Dataset entries
start
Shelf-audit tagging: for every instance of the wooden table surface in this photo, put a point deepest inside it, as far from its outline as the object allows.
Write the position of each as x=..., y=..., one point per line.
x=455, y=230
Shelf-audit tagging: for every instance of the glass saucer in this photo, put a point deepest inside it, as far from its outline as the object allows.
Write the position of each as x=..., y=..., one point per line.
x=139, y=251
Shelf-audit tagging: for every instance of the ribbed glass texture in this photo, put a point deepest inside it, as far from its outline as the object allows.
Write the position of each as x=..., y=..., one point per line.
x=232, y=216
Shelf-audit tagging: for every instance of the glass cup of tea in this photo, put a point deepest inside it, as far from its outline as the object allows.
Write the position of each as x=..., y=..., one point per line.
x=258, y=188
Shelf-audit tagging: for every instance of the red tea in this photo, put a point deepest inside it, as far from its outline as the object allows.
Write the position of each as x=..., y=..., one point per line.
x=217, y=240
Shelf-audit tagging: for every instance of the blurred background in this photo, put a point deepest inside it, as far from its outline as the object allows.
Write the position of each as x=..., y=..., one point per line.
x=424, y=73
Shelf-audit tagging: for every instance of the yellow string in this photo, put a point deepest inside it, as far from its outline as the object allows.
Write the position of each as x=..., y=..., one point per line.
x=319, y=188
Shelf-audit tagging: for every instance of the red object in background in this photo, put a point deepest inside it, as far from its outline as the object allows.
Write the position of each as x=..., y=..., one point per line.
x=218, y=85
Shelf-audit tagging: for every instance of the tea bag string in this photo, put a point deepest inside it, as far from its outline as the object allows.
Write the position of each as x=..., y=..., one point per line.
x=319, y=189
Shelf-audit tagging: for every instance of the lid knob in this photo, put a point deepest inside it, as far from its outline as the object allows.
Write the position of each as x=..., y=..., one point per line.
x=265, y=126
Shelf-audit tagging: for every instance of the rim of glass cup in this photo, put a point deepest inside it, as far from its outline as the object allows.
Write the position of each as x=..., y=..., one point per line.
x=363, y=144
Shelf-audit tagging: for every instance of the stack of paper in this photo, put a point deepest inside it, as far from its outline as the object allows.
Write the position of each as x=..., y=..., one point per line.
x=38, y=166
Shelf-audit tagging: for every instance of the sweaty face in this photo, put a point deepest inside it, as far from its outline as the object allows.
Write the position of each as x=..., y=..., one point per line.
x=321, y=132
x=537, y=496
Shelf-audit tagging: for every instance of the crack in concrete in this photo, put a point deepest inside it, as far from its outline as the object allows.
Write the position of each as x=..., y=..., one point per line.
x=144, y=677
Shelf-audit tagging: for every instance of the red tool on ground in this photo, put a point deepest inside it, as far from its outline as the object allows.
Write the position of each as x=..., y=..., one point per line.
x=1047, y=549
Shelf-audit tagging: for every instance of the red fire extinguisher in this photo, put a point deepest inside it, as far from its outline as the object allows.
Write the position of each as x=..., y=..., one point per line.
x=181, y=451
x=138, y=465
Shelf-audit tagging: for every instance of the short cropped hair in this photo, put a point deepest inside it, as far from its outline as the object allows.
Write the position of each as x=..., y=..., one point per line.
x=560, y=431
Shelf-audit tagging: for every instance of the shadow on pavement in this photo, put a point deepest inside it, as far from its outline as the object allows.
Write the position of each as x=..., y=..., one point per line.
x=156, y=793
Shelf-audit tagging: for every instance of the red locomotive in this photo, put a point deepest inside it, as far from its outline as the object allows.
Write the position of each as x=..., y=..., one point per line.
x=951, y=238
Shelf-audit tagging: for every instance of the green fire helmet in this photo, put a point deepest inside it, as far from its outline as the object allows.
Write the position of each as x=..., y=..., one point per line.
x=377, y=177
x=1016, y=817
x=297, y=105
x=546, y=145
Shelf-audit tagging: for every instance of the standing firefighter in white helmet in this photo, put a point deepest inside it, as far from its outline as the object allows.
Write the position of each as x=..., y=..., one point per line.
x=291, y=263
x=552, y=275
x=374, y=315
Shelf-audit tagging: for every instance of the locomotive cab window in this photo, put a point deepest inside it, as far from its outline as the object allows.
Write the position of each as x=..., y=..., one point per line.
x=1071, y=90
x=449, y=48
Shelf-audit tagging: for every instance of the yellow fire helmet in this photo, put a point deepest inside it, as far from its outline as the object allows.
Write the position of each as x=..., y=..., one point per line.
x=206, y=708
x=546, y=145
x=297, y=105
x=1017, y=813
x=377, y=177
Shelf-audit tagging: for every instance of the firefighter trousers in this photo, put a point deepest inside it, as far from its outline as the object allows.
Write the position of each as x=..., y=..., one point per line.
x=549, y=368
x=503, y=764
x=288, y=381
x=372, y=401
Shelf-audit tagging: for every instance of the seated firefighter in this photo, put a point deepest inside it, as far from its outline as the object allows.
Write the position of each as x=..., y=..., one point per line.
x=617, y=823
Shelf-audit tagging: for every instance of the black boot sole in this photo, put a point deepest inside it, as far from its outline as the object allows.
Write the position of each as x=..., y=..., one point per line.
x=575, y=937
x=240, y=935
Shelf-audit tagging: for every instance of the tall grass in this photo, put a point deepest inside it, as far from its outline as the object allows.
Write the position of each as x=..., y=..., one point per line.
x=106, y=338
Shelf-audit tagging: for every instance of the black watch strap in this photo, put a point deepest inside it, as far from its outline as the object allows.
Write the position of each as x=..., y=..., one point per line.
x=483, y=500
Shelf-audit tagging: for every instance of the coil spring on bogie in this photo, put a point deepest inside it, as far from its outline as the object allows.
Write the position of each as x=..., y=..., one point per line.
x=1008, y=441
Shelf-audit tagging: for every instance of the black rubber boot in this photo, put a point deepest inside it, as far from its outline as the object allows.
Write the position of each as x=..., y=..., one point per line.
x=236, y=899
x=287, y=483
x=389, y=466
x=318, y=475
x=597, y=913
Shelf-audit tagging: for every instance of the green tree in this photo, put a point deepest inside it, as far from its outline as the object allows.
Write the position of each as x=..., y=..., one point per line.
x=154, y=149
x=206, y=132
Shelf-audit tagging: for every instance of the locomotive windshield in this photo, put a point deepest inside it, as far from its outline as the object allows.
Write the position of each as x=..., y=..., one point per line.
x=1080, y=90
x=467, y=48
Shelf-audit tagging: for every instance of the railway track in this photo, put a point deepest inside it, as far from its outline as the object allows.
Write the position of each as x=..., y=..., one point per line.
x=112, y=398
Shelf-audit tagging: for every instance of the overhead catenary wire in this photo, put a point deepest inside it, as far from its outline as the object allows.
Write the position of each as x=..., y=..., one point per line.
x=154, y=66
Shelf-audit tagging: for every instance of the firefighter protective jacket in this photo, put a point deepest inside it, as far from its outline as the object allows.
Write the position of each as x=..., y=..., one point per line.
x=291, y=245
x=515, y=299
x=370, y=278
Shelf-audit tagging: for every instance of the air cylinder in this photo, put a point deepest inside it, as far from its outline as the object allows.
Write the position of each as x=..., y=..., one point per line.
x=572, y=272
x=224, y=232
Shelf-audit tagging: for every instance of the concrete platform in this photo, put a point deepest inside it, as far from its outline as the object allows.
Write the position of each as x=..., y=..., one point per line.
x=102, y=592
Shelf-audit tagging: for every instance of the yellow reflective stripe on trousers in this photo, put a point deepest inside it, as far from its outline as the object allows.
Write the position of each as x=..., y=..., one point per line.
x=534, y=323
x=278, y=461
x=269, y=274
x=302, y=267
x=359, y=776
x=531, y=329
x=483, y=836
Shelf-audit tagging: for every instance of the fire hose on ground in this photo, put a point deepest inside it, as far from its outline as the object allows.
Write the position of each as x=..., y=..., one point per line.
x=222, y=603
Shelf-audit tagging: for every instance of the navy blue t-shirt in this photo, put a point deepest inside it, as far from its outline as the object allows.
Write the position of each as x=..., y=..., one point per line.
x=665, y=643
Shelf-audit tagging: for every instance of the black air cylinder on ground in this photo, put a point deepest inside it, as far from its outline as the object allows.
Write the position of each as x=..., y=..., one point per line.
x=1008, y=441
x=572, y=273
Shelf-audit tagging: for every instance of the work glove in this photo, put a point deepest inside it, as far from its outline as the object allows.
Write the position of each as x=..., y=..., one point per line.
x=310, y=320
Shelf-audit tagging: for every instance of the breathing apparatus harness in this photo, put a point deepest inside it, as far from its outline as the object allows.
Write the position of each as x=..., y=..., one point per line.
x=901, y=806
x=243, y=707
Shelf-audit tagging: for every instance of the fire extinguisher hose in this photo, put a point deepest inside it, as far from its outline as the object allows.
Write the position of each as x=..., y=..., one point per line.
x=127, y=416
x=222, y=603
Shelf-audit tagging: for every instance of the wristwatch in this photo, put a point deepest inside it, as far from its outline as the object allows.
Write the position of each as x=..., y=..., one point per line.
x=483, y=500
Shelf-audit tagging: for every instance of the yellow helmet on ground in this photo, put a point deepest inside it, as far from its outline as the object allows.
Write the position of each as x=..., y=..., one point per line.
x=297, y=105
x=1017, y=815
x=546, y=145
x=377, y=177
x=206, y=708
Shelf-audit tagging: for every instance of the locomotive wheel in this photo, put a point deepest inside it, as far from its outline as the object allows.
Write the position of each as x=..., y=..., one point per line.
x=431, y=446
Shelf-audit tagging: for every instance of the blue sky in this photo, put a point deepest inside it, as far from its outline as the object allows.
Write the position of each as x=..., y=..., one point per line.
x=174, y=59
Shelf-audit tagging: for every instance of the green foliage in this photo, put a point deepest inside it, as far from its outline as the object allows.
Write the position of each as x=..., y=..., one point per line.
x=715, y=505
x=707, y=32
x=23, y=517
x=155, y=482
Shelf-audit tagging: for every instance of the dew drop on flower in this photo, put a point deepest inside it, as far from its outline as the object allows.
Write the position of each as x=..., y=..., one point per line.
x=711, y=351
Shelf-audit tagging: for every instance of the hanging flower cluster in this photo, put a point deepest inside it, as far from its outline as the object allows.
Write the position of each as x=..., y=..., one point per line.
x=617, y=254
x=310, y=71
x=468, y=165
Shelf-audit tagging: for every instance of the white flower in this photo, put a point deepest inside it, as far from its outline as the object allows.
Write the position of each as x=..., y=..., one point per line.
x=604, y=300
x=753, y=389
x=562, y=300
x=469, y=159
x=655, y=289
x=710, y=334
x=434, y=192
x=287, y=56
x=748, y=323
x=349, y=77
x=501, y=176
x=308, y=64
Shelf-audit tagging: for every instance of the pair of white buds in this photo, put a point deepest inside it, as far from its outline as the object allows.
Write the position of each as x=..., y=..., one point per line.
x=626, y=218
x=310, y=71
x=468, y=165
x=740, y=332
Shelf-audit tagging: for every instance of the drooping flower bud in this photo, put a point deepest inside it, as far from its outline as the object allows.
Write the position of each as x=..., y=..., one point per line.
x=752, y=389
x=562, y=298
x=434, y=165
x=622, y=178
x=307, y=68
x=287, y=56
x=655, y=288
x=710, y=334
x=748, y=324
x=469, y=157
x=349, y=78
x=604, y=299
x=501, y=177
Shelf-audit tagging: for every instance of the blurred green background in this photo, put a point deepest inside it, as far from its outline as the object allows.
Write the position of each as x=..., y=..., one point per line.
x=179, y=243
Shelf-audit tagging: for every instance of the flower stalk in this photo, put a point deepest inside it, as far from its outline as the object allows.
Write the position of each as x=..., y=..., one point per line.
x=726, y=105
end
BRIEF:
Copy out the part of the listing that begins with the line containing "Shelf-audit tagging: for every instance of the blurred green" and ends with the line containing "x=179, y=243", substituting "blurred green foliage" for "blurred green background" and leaving everything else as it is.

REPLY:
Shelf-audit tagging: for every instance of the blurred green foliage in this photo, put a point deepest inside it, as far from its outline as the object allows.
Write the position of each as x=..., y=..., one point per line.
x=179, y=243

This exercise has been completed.